# What you are asked to do:
Could you repeat all of the entries below word for word, apart from the pictures?

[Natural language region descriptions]
+++++
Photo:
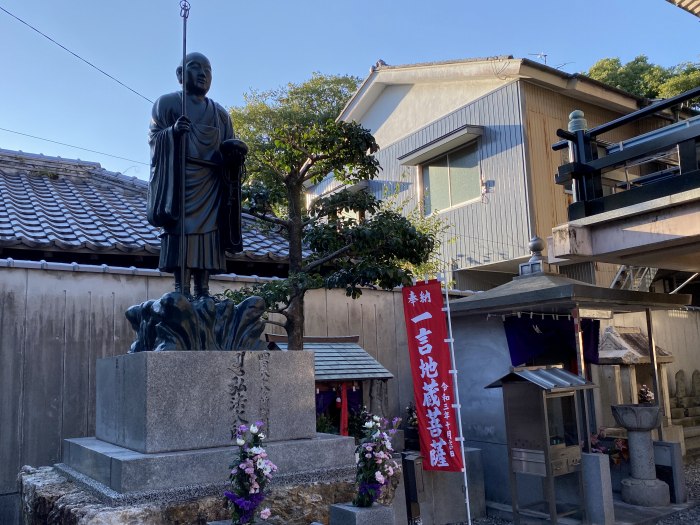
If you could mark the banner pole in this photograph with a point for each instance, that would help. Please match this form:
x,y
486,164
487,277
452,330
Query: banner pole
x,y
457,405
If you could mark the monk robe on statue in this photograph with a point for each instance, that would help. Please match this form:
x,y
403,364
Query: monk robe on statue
x,y
213,163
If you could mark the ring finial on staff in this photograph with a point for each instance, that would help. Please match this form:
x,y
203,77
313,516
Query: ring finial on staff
x,y
184,8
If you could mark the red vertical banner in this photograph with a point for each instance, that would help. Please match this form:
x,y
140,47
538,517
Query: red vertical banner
x,y
429,353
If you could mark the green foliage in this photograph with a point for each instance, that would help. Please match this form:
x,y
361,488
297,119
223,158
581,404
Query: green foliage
x,y
325,425
642,78
342,240
434,226
356,423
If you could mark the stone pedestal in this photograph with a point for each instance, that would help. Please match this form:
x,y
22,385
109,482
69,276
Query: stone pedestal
x,y
597,488
154,402
164,420
347,514
642,488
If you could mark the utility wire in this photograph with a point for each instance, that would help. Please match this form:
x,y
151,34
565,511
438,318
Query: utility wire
x,y
71,146
77,56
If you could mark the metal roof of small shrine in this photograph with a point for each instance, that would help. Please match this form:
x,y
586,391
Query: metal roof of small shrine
x,y
55,204
555,294
342,361
549,378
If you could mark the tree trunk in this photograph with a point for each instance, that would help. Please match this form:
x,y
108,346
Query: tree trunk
x,y
295,323
295,311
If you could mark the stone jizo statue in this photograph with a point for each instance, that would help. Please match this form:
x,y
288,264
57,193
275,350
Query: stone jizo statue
x,y
214,160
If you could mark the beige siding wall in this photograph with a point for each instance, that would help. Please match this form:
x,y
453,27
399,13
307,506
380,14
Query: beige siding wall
x,y
544,112
55,324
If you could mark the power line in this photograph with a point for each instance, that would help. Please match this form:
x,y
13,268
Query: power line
x,y
71,146
76,55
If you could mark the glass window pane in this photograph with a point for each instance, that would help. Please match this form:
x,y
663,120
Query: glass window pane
x,y
464,175
436,192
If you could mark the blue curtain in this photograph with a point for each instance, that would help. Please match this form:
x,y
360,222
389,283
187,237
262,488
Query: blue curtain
x,y
549,338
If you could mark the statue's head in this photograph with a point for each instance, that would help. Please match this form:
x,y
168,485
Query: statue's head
x,y
198,73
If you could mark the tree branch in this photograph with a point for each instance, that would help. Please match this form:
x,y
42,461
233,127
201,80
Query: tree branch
x,y
267,218
324,260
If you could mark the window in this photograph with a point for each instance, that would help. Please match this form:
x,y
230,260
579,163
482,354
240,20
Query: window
x,y
451,179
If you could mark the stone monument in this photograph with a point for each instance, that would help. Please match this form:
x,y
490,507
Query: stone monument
x,y
164,413
642,488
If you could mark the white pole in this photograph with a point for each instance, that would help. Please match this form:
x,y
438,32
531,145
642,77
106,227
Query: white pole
x,y
457,406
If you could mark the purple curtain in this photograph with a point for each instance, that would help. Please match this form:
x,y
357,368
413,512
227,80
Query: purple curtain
x,y
531,338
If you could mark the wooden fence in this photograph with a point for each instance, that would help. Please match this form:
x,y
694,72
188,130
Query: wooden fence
x,y
55,324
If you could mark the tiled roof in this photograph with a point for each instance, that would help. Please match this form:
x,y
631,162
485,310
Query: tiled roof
x,y
56,204
343,362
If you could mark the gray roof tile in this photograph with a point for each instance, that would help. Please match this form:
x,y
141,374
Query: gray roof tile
x,y
70,205
343,362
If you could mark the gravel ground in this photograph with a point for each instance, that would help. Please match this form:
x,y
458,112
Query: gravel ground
x,y
692,482
690,516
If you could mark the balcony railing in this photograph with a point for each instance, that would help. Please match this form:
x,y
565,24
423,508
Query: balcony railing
x,y
607,176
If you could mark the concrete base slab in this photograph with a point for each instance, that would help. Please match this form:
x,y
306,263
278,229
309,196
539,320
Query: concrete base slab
x,y
625,514
347,514
116,473
645,492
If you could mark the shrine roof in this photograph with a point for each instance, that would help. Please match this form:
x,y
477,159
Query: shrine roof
x,y
338,360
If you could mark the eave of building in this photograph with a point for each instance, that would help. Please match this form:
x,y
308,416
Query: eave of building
x,y
692,6
660,233
501,67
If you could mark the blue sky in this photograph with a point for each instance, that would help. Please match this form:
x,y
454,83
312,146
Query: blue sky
x,y
47,92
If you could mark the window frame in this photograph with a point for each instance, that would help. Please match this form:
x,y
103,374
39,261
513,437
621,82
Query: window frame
x,y
476,144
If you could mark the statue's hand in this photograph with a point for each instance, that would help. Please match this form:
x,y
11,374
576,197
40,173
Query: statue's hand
x,y
182,125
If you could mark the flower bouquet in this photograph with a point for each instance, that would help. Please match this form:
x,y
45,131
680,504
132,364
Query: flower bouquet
x,y
645,395
250,473
375,466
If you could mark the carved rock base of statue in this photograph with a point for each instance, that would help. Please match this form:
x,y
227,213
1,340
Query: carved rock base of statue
x,y
175,322
164,420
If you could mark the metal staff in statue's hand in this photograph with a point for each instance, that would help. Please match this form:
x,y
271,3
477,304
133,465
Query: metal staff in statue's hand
+++++
# Final answer:
Photo:
If you could mark the banner pole in this photograph with a point for each instance, that would help. Please match this form:
x,y
486,164
487,277
452,330
Query: banner pole
x,y
457,405
If you could mark the monk robe on statue in this photograph with a point for each instance, that would help. Please match this form:
x,y
403,364
Query: monk robe on statue
x,y
213,163
If you could mark the ring finial on staff in this photograph with a point for each instance, that would help. Please match this form:
x,y
203,77
313,516
Query: ring finial on staff
x,y
184,8
If you could mark the red vertical banner in this photograph with a point for each instance, that would help. Please match this form:
x,y
140,47
538,517
Query: red vertical banner
x,y
429,353
If you could mark the green foliage in this photograph with a point for each instance, that would help. Please match this form:
x,y
361,488
297,119
223,158
581,404
Query: green foliage
x,y
325,425
642,78
342,240
434,226
356,423
If you could mark the stone pedestal in this photograph with a point for each instance, that would help. Please match this form:
x,y
22,385
109,482
69,276
Query: stone pedestal
x,y
597,488
154,402
164,420
347,514
642,488
If you could mark the utility wire in this photograph with a point for each instance, that would help. Please match this form:
x,y
151,34
565,511
438,318
Query: utility wire
x,y
71,146
77,56
If you could mark the metal roof of small shrine in this photograph with a point for each instance, that would help. Please match this form:
x,y
586,391
Query: metal roof of small shrine
x,y
55,204
555,294
342,361
549,378
If you could mark the tree trunk in this photograph with a point for each instance, that would help. Please match this form:
x,y
108,346
Query: tree trunk
x,y
295,323
295,311
If you could mark the stone jizo statue in this photograph with a point for each instance, that would help. Please match this form:
x,y
288,264
57,193
275,350
Query: stone jizo statue
x,y
214,160
If you could mark the beige siding wall in this photograph with a point for each instance, that would help. Please match this form:
x,y
453,27
399,13
307,506
380,14
Query: beige siding wall
x,y
544,112
55,324
If you could mark the power line in this photograph with a point for each instance, that would help. Please match this form:
x,y
13,268
Query: power line
x,y
71,146
76,55
If you could mark the glass window pane in this photograph with a point for each instance, that would help. Please match this form:
x,y
663,120
Query: glass window pane
x,y
464,175
436,192
If you could mark the blue curtain in this photograph with a point for each instance, that would help. Please match this form:
x,y
360,222
389,283
187,237
262,488
Query: blue curtain
x,y
549,338
If you could mark the statue's head in this photograph with a point for each instance, that would help. Please match this form:
x,y
168,485
Query: statue's head
x,y
198,73
If you could mark the tree branch in this photograph with a point for each instance, that would help. Please match this form:
x,y
42,461
233,127
201,80
Query: tree branch
x,y
267,218
324,260
If you could mark the window in this photograph with a point for each instance, that would help. Please match this form:
x,y
230,260
579,163
482,354
240,20
Query: window
x,y
451,179
If you could mark the stone monument in this photograph with a point for each instance, that would help. Please match this form:
x,y
490,507
Query: stone monument
x,y
164,413
642,488
If you could mark the white pole in this photograph with a point for each instance, that would help. Please match this form:
x,y
438,32
531,145
642,77
106,227
Query: white pole
x,y
457,406
If you could mark the purple curtain in this photograph with a point for each instance, that would help. Please match this form:
x,y
357,368
413,512
227,80
Query: purple curtain
x,y
531,338
If you could mark the wooden fence in this photograph with a point for each instance, that would help. Please match this form:
x,y
694,72
188,130
Query: wooden fence
x,y
55,324
If you could mark the tiled roof in this photograph with a point for each instance, that would help. Please match this form:
x,y
631,162
485,310
Query: tiled roof
x,y
56,204
343,362
If you could mark the gray roof tile in this photograph with a point for each instance, that would help. Please match this form:
x,y
141,374
Query: gray roof tile
x,y
70,205
343,362
If you could mark the gravel ground in this photograph with a point for each instance, that would help. Please match this form:
x,y
458,112
Query: gravel ground
x,y
692,482
690,516
If you could mark the balcony railing in this photograph with a point for each instance, that would help. Please match this form:
x,y
565,24
423,508
Query: balcony railing
x,y
607,176
If you could mark the concrete base slab in this photograph with a point for each instance, that would help. Please match this form:
x,y
306,263
278,229
309,196
539,320
Query: concrete base slab
x,y
625,514
347,514
116,473
645,492
If you could mark the shrine roof in this photograph with a point for each instance, that would help. Please match this form:
x,y
477,159
Query: shrine roof
x,y
338,360
If you could mark the eave of building in this photograph with a point for each instance, that would help. Please match this form:
x,y
308,416
Query: eave of building
x,y
692,6
660,233
501,67
If you could mark the blue sky in this photograph with a point for each instance, that would help. Please match this form:
x,y
454,83
312,146
Query: blue sky
x,y
47,92
If you could mark the window frame in this photograph with a point for each instance, that would help. Please match this form:
x,y
103,374
39,261
513,437
621,82
Query: window frame
x,y
476,144
If you could mark the statue's hand in this photograph with a point for each instance, that would help. Please match this form:
x,y
11,374
576,197
40,173
Query: statue's hand
x,y
182,125
If you could mark the flower bouquet in this photograph with a point for each instance, that would help. Please match this form:
x,y
45,131
680,504
132,364
Query: flower bouquet
x,y
645,395
250,473
375,466
If you could mark the carved rock base of statue in this photograph with a point for each instance, that would help. Please match this form:
x,y
227,213
1,340
Query: carved rock base of statue
x,y
175,322
164,420
If you could mark the metal staff in statue's hand in this photograph with a point for each instance, that would help. Please match this form:
x,y
271,3
477,304
133,465
Query: metal staff in statue's hand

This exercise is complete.